Your instructions
Copy out the stretch from the start of the items through the line containing "POLYGON ((126 123, 132", including the requests. In the answers, multiply every polygon coordinate by 0.8 and round to whole numbers, with halves rounding up, but leave the numbers in the requests and their format samples unchanged.

Material supplied
● ● ●

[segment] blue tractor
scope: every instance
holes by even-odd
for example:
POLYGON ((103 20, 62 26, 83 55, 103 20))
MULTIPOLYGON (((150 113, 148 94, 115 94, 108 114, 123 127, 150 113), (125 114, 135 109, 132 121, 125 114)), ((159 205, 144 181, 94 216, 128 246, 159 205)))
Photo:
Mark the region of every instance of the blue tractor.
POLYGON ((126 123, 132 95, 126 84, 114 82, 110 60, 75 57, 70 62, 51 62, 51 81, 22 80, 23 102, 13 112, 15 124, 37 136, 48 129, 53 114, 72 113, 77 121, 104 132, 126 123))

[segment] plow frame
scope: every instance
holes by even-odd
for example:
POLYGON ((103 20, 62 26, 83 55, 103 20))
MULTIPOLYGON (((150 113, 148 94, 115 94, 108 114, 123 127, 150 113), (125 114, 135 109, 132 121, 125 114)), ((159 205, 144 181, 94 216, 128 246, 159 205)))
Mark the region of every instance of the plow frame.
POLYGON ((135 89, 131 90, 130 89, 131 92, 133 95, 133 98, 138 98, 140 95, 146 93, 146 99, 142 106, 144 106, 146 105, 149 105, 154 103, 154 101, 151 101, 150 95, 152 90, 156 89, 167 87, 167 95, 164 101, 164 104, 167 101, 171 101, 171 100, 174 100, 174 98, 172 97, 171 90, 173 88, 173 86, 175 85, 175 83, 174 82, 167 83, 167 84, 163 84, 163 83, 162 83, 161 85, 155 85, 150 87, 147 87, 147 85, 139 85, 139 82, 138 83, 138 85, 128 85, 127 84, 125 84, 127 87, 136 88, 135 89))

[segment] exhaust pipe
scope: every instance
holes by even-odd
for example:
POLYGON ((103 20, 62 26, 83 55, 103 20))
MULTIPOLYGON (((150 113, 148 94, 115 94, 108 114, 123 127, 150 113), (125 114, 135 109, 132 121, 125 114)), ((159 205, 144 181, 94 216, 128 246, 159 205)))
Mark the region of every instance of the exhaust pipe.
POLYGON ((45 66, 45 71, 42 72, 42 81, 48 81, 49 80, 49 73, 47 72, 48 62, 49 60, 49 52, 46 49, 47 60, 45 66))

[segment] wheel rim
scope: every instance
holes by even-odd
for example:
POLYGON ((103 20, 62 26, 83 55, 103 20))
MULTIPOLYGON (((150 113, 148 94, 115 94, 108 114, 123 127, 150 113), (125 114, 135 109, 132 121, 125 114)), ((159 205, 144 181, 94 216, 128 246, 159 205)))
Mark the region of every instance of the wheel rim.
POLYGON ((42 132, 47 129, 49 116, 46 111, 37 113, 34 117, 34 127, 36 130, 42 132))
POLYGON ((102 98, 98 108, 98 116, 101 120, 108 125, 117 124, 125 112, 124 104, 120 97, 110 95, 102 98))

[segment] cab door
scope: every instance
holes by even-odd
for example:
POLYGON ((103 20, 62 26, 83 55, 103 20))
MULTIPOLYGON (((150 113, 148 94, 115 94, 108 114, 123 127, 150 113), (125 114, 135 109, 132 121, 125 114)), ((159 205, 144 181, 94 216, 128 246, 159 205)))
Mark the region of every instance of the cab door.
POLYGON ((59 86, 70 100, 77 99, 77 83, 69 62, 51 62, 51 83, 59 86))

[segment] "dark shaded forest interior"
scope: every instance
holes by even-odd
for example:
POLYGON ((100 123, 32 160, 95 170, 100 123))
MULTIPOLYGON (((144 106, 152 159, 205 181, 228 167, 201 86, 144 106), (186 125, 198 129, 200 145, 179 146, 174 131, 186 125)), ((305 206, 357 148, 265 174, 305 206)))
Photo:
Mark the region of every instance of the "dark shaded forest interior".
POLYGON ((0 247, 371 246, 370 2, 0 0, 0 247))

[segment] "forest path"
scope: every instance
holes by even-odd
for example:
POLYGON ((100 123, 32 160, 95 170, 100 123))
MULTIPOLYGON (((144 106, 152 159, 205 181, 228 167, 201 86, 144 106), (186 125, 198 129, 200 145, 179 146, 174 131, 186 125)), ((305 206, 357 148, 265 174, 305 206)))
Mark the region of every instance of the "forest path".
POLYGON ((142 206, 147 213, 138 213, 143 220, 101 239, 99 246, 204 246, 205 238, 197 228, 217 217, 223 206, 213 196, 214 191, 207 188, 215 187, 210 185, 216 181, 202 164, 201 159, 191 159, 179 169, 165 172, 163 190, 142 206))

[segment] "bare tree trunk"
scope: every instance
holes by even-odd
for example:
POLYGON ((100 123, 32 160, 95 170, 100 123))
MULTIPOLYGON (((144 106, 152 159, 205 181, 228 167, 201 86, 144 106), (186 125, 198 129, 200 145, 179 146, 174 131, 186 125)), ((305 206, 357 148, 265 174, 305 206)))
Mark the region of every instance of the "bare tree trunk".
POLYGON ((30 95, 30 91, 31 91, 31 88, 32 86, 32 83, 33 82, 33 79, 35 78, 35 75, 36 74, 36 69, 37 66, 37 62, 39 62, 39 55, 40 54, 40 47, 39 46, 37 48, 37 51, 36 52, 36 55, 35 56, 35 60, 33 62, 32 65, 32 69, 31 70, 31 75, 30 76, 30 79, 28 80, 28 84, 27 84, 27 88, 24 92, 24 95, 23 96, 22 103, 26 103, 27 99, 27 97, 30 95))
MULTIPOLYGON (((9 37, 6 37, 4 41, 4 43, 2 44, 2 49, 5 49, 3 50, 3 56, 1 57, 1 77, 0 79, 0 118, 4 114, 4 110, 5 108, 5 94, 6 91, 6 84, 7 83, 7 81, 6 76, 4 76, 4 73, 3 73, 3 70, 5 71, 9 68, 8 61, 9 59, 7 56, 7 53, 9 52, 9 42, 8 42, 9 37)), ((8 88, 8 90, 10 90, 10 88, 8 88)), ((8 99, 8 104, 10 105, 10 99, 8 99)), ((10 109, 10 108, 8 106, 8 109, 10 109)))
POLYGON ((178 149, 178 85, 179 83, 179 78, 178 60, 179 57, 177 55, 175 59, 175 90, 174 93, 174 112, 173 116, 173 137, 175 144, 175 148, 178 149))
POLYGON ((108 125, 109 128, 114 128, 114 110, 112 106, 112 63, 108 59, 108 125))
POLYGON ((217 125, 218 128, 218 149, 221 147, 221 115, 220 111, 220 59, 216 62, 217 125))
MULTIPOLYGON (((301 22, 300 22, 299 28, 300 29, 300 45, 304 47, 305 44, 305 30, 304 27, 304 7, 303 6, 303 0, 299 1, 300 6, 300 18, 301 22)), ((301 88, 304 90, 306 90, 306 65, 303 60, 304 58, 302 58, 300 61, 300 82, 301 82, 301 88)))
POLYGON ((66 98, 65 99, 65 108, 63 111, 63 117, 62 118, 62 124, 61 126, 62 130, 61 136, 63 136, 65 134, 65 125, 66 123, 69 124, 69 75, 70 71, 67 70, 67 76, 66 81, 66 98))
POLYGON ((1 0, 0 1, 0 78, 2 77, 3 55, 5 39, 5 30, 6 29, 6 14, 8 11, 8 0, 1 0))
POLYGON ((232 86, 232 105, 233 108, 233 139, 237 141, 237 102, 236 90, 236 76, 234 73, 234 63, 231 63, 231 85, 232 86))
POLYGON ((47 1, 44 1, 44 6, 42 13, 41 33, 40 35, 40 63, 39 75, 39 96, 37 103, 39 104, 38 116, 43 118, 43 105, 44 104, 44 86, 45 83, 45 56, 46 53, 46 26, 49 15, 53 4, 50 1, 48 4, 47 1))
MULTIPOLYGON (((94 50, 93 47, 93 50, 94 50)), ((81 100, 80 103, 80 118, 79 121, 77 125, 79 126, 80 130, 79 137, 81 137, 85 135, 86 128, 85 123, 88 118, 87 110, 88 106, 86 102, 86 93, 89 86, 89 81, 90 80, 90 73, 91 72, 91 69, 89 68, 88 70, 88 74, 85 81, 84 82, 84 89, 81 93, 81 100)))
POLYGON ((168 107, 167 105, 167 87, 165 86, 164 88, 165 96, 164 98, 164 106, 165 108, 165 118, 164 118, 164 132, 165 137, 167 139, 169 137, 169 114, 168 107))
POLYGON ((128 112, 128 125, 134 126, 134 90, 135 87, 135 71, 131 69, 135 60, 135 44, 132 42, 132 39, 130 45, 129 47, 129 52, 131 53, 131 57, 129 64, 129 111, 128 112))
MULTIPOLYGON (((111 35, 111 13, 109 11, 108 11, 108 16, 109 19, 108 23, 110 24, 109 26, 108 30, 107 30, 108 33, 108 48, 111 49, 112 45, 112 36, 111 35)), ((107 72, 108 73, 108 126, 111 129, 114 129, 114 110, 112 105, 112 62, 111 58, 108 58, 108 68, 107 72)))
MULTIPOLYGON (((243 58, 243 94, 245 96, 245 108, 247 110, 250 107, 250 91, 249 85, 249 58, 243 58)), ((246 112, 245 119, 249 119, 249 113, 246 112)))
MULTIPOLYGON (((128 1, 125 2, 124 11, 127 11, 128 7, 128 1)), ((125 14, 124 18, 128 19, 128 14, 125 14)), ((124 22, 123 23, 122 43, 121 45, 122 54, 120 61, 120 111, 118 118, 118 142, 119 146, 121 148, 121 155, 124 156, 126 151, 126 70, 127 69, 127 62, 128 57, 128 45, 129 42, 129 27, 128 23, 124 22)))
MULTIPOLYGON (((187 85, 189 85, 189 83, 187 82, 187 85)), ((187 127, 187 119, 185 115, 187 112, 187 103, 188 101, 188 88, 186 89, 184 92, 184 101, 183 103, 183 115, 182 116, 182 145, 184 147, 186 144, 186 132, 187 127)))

● ● ●

Exercise response
[segment] blue tractor
scope: every instance
holes by even-odd
for example:
POLYGON ((103 20, 62 26, 83 55, 103 20))
MULTIPOLYGON (((150 113, 148 94, 115 94, 108 114, 123 127, 150 113), (125 114, 135 109, 132 121, 125 114)), ((159 205, 144 181, 94 216, 128 246, 159 205)))
Photo:
Mark the region of every instance of the blue tractor.
POLYGON ((101 98, 106 76, 101 67, 91 66, 88 48, 60 46, 56 50, 41 50, 41 65, 18 64, 18 82, 10 90, 12 99, 30 109, 38 103, 42 91, 58 90, 62 97, 83 106, 101 98))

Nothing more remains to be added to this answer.